Put the lines of the material below into a Markdown table with the columns Row and Line, starting at the line that contains "Question. Indicate each instance of the chair" and running through the end of the material. Give one numbered row per line and leave out any blank lines.

***** LISTED ENTRIES

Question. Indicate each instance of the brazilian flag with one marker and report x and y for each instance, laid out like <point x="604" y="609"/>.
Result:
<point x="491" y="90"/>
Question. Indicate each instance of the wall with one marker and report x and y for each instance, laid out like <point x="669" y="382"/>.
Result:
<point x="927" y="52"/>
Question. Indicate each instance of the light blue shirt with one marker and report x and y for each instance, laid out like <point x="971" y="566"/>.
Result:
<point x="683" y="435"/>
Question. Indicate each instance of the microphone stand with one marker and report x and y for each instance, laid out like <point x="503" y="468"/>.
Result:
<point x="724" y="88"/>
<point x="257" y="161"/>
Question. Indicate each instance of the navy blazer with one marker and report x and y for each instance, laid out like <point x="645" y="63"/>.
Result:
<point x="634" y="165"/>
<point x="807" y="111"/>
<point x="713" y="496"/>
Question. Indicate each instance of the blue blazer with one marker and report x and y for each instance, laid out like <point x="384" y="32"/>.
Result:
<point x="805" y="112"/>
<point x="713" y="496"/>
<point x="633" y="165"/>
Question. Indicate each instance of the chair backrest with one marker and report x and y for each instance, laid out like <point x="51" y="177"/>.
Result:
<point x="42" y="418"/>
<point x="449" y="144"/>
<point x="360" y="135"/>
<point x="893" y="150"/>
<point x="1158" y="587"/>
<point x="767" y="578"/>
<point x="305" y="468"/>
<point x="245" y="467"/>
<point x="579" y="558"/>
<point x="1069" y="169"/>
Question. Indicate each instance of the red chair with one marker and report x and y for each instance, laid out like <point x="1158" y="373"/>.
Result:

**********

→ SOLUTION TO THIS TASK:
| Row | Line |
|---|---|
| 1 | Question. Indicate each instance of the chair backrest with one marker and report x and y for each instance, laid out like <point x="51" y="177"/>. |
| 2 | Result: |
| 3 | <point x="42" y="418"/> |
| 4 | <point x="449" y="144"/> |
| 5 | <point x="360" y="135"/> |
| 6 | <point x="893" y="150"/> |
| 7 | <point x="1158" y="587"/> |
| 8 | <point x="767" y="578"/> |
| 9 | <point x="305" y="468"/> |
| 10 | <point x="245" y="467"/> |
| 11 | <point x="579" y="558"/> |
| 12 | <point x="1069" y="169"/> |
| 13 | Question. Indicate each instance of the red chair with one marker and report x and y for each instance, laid out like <point x="1158" y="373"/>. |
| 14 | Result: |